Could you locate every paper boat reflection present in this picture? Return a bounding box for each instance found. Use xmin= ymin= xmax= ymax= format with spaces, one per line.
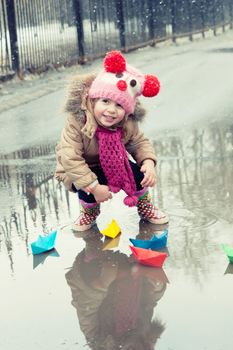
xmin=100 ymin=219 xmax=121 ymax=238
xmin=222 ymin=244 xmax=233 ymax=263
xmin=31 ymin=231 xmax=57 ymax=255
xmin=129 ymin=230 xmax=168 ymax=250
xmin=129 ymin=246 xmax=167 ymax=267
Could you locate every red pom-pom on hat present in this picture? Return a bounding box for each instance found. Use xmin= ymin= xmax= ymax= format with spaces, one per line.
xmin=104 ymin=51 xmax=126 ymax=73
xmin=142 ymin=74 xmax=160 ymax=97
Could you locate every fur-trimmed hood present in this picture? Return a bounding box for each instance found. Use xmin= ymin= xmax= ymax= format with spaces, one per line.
xmin=64 ymin=74 xmax=146 ymax=122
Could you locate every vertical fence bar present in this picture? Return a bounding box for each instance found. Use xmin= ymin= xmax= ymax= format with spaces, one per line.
xmin=147 ymin=0 xmax=155 ymax=40
xmin=229 ymin=0 xmax=233 ymax=29
xmin=170 ymin=0 xmax=176 ymax=43
xmin=73 ymin=0 xmax=86 ymax=64
xmin=115 ymin=0 xmax=127 ymax=51
xmin=211 ymin=0 xmax=217 ymax=36
xmin=200 ymin=0 xmax=206 ymax=39
xmin=6 ymin=0 xmax=20 ymax=73
xmin=221 ymin=0 xmax=225 ymax=33
xmin=187 ymin=0 xmax=193 ymax=41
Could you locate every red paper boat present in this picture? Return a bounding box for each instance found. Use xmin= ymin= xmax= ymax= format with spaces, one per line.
xmin=129 ymin=246 xmax=167 ymax=267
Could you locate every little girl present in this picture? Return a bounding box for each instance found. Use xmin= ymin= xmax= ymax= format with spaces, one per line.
xmin=55 ymin=51 xmax=168 ymax=231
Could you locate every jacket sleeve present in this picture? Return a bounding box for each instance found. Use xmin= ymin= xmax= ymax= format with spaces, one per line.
xmin=125 ymin=121 xmax=157 ymax=166
xmin=57 ymin=116 xmax=97 ymax=188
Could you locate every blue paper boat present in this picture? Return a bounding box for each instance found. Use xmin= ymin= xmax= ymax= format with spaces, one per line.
xmin=31 ymin=231 xmax=57 ymax=255
xmin=129 ymin=230 xmax=168 ymax=250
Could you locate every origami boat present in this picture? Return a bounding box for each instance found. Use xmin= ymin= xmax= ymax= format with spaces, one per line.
xmin=31 ymin=231 xmax=57 ymax=255
xmin=129 ymin=230 xmax=168 ymax=250
xmin=100 ymin=219 xmax=121 ymax=238
xmin=222 ymin=244 xmax=233 ymax=263
xmin=102 ymin=235 xmax=120 ymax=250
xmin=129 ymin=246 xmax=167 ymax=267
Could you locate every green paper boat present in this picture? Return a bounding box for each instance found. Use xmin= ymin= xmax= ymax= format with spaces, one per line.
xmin=222 ymin=244 xmax=233 ymax=264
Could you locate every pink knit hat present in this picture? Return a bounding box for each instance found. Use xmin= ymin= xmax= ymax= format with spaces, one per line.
xmin=89 ymin=51 xmax=160 ymax=114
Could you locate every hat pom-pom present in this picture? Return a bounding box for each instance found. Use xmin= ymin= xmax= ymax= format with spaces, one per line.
xmin=104 ymin=51 xmax=126 ymax=73
xmin=142 ymin=74 xmax=160 ymax=97
xmin=124 ymin=196 xmax=138 ymax=207
xmin=108 ymin=185 xmax=121 ymax=193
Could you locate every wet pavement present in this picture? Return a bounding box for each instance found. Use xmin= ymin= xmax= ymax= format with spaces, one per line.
xmin=0 ymin=31 xmax=233 ymax=350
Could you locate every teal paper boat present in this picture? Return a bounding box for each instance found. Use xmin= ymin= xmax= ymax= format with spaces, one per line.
xmin=129 ymin=230 xmax=168 ymax=250
xmin=222 ymin=244 xmax=233 ymax=263
xmin=31 ymin=231 xmax=57 ymax=255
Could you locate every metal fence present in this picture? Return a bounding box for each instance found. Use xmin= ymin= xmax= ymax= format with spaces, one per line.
xmin=0 ymin=0 xmax=233 ymax=79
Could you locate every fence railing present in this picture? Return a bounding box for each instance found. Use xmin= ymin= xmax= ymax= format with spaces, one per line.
xmin=0 ymin=0 xmax=233 ymax=80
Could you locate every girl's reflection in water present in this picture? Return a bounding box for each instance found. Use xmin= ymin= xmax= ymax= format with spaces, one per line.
xmin=66 ymin=229 xmax=168 ymax=350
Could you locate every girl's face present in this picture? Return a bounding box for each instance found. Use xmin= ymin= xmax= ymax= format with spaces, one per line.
xmin=94 ymin=98 xmax=125 ymax=127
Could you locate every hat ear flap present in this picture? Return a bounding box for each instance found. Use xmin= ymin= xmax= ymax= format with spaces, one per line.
xmin=104 ymin=51 xmax=126 ymax=73
xmin=142 ymin=74 xmax=160 ymax=97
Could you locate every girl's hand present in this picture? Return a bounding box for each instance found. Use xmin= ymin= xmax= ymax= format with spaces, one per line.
xmin=92 ymin=184 xmax=112 ymax=203
xmin=140 ymin=159 xmax=157 ymax=187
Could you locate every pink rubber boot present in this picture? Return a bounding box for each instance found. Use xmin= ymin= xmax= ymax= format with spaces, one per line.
xmin=72 ymin=201 xmax=100 ymax=232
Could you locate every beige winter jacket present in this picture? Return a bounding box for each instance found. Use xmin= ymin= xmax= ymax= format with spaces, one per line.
xmin=55 ymin=74 xmax=156 ymax=191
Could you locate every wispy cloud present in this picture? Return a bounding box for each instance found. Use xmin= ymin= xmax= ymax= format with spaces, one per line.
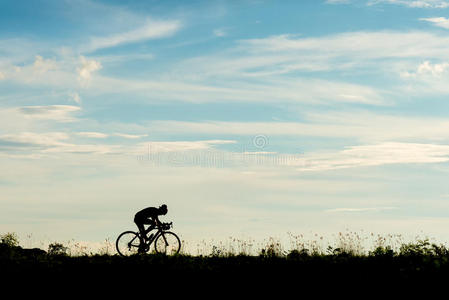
xmin=17 ymin=105 xmax=81 ymax=122
xmin=368 ymin=0 xmax=449 ymax=8
xmin=420 ymin=17 xmax=449 ymax=29
xmin=325 ymin=206 xmax=398 ymax=213
xmin=77 ymin=56 xmax=102 ymax=86
xmin=114 ymin=132 xmax=148 ymax=139
xmin=85 ymin=20 xmax=181 ymax=52
xmin=76 ymin=131 xmax=109 ymax=139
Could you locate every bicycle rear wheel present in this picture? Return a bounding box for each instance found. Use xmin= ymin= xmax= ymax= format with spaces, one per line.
xmin=115 ymin=231 xmax=140 ymax=256
xmin=154 ymin=231 xmax=181 ymax=255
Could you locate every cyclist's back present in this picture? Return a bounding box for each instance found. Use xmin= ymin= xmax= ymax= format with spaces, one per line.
xmin=134 ymin=204 xmax=168 ymax=236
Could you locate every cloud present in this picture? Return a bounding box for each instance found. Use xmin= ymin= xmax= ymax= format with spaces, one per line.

......

▸ **Direction**: Reproduce every record above word for word, keeping each line as it stands, and leave out the pictures.

▸ **Response**:
Could you locate every paper boat reflection present in this picture? Return a bounding box for each instance found. Use xmin= ymin= xmax= ymax= format with spaces, one per line.
xmin=100 ymin=219 xmax=121 ymax=238
xmin=222 ymin=244 xmax=233 ymax=263
xmin=31 ymin=231 xmax=57 ymax=255
xmin=129 ymin=230 xmax=168 ymax=250
xmin=129 ymin=246 xmax=167 ymax=267
Could you locate every red pom-pom on hat present in this picture? Return a bounding box for each instance found. Use xmin= ymin= xmax= ymax= format with spaces, one per line.
xmin=104 ymin=51 xmax=126 ymax=73
xmin=142 ymin=74 xmax=160 ymax=97
Could you locate every fur-trimmed hood present in this picture? Return a bounding box for each instance found. Use xmin= ymin= xmax= ymax= format with spaces, one per line.
xmin=64 ymin=74 xmax=146 ymax=122
Could you locate every vertical fence bar present in this picture? Return a bounding box for each instance found. Use xmin= ymin= xmax= ymax= format with spaces, one per line.
xmin=147 ymin=0 xmax=155 ymax=40
xmin=229 ymin=0 xmax=233 ymax=29
xmin=170 ymin=0 xmax=176 ymax=43
xmin=73 ymin=0 xmax=86 ymax=64
xmin=115 ymin=0 xmax=127 ymax=51
xmin=211 ymin=0 xmax=217 ymax=36
xmin=200 ymin=0 xmax=206 ymax=39
xmin=6 ymin=0 xmax=20 ymax=73
xmin=221 ymin=0 xmax=225 ymax=33
xmin=187 ymin=0 xmax=193 ymax=41
Could you locate every red paper boat present in this picture? Return a bounding box for each instance found. Use xmin= ymin= xmax= ymax= format with spaces, one per line.
xmin=129 ymin=246 xmax=167 ymax=267
Could you locate every little girl present in this picture? Return a bounding box for each instance found. Use xmin= ymin= xmax= ymax= format with spaces, one per line.
xmin=55 ymin=51 xmax=168 ymax=231
Could you locate every jacket sleeve present in this picture? Return a bounding box for each instance found. Use xmin= ymin= xmax= ymax= format with spaces, one per line.
xmin=125 ymin=121 xmax=157 ymax=166
xmin=57 ymin=116 xmax=97 ymax=188
Could you locate every blue paper boat present in this picture? Return a bounding box for each instance found. Use xmin= ymin= xmax= ymax= format with spaces, one per line.
xmin=31 ymin=231 xmax=57 ymax=255
xmin=129 ymin=230 xmax=168 ymax=250
Could you locate every origami boat present in this picture? Return a bounding box for each instance found. Use xmin= ymin= xmax= ymax= format with spaces, one per line.
xmin=31 ymin=231 xmax=57 ymax=255
xmin=129 ymin=230 xmax=168 ymax=250
xmin=100 ymin=219 xmax=121 ymax=238
xmin=222 ymin=244 xmax=233 ymax=263
xmin=102 ymin=235 xmax=120 ymax=250
xmin=129 ymin=246 xmax=167 ymax=267
Could you locate every green paper boat present in this picture? Return a bounding box for each instance found. Use xmin= ymin= xmax= ymax= format with spaces, one per line.
xmin=222 ymin=244 xmax=233 ymax=264
Could you locate every pink knit hat present in this picture? Return a bounding box for each instance found. Use xmin= ymin= xmax= ymax= format with spaces, one per line.
xmin=89 ymin=51 xmax=160 ymax=114
Could you locate every hat pom-pom present in this picture? Return a bounding box for each instance found. Use xmin= ymin= xmax= ymax= format with spaces, one per line.
xmin=104 ymin=51 xmax=126 ymax=73
xmin=142 ymin=74 xmax=160 ymax=97
xmin=124 ymin=196 xmax=138 ymax=207
xmin=108 ymin=185 xmax=121 ymax=193
Could you locate every wet pavement present in this picture? Return a bounding box for each instance found. Use xmin= ymin= xmax= ymax= format with spaces, one per line.
xmin=0 ymin=31 xmax=233 ymax=350
Could you locate every teal paper boat present in this picture? Return a bounding box for each instance found. Use xmin= ymin= xmax= ymax= format with spaces, one per line.
xmin=129 ymin=230 xmax=168 ymax=250
xmin=222 ymin=244 xmax=233 ymax=263
xmin=31 ymin=231 xmax=57 ymax=255
Could you locate every metal fence present in this picture? Return a bounding box for each instance found. Use xmin= ymin= xmax= ymax= format with spaces, one per line.
xmin=0 ymin=0 xmax=233 ymax=79
Could you locate every fence railing present in this picture? Return a bounding box for each instance found. Use xmin= ymin= xmax= ymax= format with spaces, one per line.
xmin=0 ymin=0 xmax=233 ymax=80
Could you locate every girl's reflection in water present in this picture? Return a bounding box for each instance found. Use xmin= ymin= xmax= ymax= format with spaces, one per line.
xmin=66 ymin=229 xmax=168 ymax=350
Could you locate every girl's face present in this picture? Return a bounding box for each instance found. Use xmin= ymin= xmax= ymax= format with spaces, one per line.
xmin=94 ymin=98 xmax=125 ymax=127
Could you locate every hat ear flap present in this picture? Return a bounding box for each instance found. Use xmin= ymin= xmax= ymax= format with spaces, one per line.
xmin=104 ymin=51 xmax=126 ymax=73
xmin=142 ymin=74 xmax=160 ymax=97
Could you locate every girl's hand present in this picture? Return a bounding box for each instance found. Use xmin= ymin= xmax= ymax= format with spaces, one per line.
xmin=92 ymin=184 xmax=112 ymax=203
xmin=140 ymin=159 xmax=157 ymax=187
Could you locate every pink rubber boot present in this picture? Return a bounding box for each instance found. Use xmin= ymin= xmax= ymax= format with spaces, one per line.
xmin=72 ymin=201 xmax=100 ymax=232
Could you locate every beige winter jacket present in this picture? Return a bounding box for each instance found. Use xmin= ymin= xmax= ymax= format with spaces, one per line.
xmin=55 ymin=74 xmax=156 ymax=191
Could you locate every wispy cloud present in this picture? Return a bounding box for each instance found. Use xmin= ymin= xmax= ymax= format with spaces, one per line.
xmin=17 ymin=105 xmax=81 ymax=122
xmin=368 ymin=0 xmax=449 ymax=8
xmin=420 ymin=17 xmax=449 ymax=29
xmin=325 ymin=206 xmax=398 ymax=213
xmin=77 ymin=56 xmax=102 ymax=86
xmin=114 ymin=132 xmax=148 ymax=139
xmin=85 ymin=20 xmax=181 ymax=52
xmin=76 ymin=131 xmax=109 ymax=139
Could you locate every bicycle rear wheel present in this picture? Return a bounding box for each instance found. Use xmin= ymin= xmax= ymax= format with spaces, one per line.
xmin=115 ymin=231 xmax=140 ymax=256
xmin=154 ymin=231 xmax=181 ymax=255
Could you locate every cyclist's back present in this picture? Return a bounding box for each instance found. Use xmin= ymin= xmax= ymax= format with spaces, one per line.
xmin=134 ymin=204 xmax=168 ymax=236
Could you locate every cloud present in this picture? Return a bounding box for each instance found. Use xmin= ymin= xmax= ymax= format with spaces, one per line.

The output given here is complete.